**PROBLEMI DA RISOLVERE:**
1: Elenca i nomi dei magistrati che compongono il collegio giudicante nella sentenza del Tribunale di Catania.
2: Riscrivi tutti i record sostituendo "gray gravel" con "loose gravel" e lasciando invariato tutto il resto.

**TESTO SELEZIONATO:**

Il termine per l’adempimento può, infatti, essere ritenuto essenziale ai sensi e per gli effetti dell’art. 1457 c.c. solo quando, all’esito di un’indagine istituzionalmente riservata al giudice di merito, da condursi alla stregua delle espressioni adoperate dai contraenti e, soprattutto, della natura e dell’oggetto del contratto, risulti inequivocabilmente la volontà delle parti di ritenere perduta l’utilità economica del contratto con l’inutile decorso del termine medesimo. Tale volontà non può desumersi solo dall’uso dell’espressione “entro e non oltre” quando non risulti dall’oggetto del negozio o da specifiche indicazioni delle parti che queste hanno inteso considerare perduta l’utilità prefissasi nel caso di conclusione del negozio stesso oltre la data considerata.
Tribunale Catania, civile Sentenza 18 aprile 2019, n. 1626
REPUBBLICA ITALIANA
IN NOME DEL POPOLO ITALIANO
IL TRIBUNALE DI CATANIA
Sezione Specializzata in Materia di Imprese sezione civile
Il Tribunale, in composizione collegiale, nelle persone dei seguenti magistrati:
dott. Mariano Sciacca – Presidente
dott. Vera Marletta – Giudice
dott. Fabio Letterio Ciraolo – Giudice Relatore
ha pronunciato la seguente
SENTENZA
nella causa civile iscritta al n. r.g. 13926/2014 promossa da:
(…), nata a R. il (…) (C.F. (…)), rappresentata e difesa, come da procura in atti, dagli avv.ti Ga.Ba., Gi.Ca. e Ma.De.;
ATTRICE
contro
(…), nato a V. il (…) (C.F. (…)), rappresentato e difeso, come da procura in atti, dall’avv. Gi.Fr.;
CONVENUTO e attore in via riconvenzionale
IN FATTO E IN DIRITTO
Con citazione regolarmente notificata in rinnovazione ex art. 291 c.p.c. per l’udienza del 23/11/2015, (…) narrava che con scrittura privata del 17 maggio 2010 (…) aveva assunto l’obbligo di trasferirle, per il prezzo di Euro 90.000,00, il 40% della quota di partecipazione della società a responsabilità limitata denominata “M.L.A.C. s.r.l.”. Rappresentava che, al momento della sottoscrizione del citato preliminare, l’attrice aveva consegnato al convenuto, a titolo di caparra confirmatoria, la somma di Euro 40.000,00 mediante quattro assegni bancari tratti sul proprio conto corrente, di cui produceva copia, dovendo il residuo prezzo di Euro 50.000,00 essere versato al momento della conclusione del contratto definitivo da stipularsi entro il 31/9/2010 a mezzo di assegno circolare.
A tal fine, l’attrice, con raccomandata del 11/11/2013, aveva convocato il convenuto a comparire per la data del 4/12/2013 dinanzi al notaio Giovanna Falco di Ragusa, facendo prontezza di versare il predetto residuo prezzo; tuttavia, il convenuto non si era presentato, come da relativo verbale redatto dal citato notaio. L’attrice, pertanto, con raccomandata del 3/2/2014 aveva esercitato il diritto di recesso dal contratto preliminare per grave inadempimento, recesso che comunque reiterava con l’atto di citazione.

**I DATI:**

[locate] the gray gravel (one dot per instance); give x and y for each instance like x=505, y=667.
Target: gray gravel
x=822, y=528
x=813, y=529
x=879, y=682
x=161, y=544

**RISULTATI IN ORDINE:**
1: Mariano Sciacca, Vera Marletta, Fabio Letterio Ciraolo

2:
[locate] the loose gravel (one dot per instance); give x and y for each instance like x=505, y=667.
Target: loose gravel
x=822, y=528
x=813, y=529
x=879, y=682
x=161, y=544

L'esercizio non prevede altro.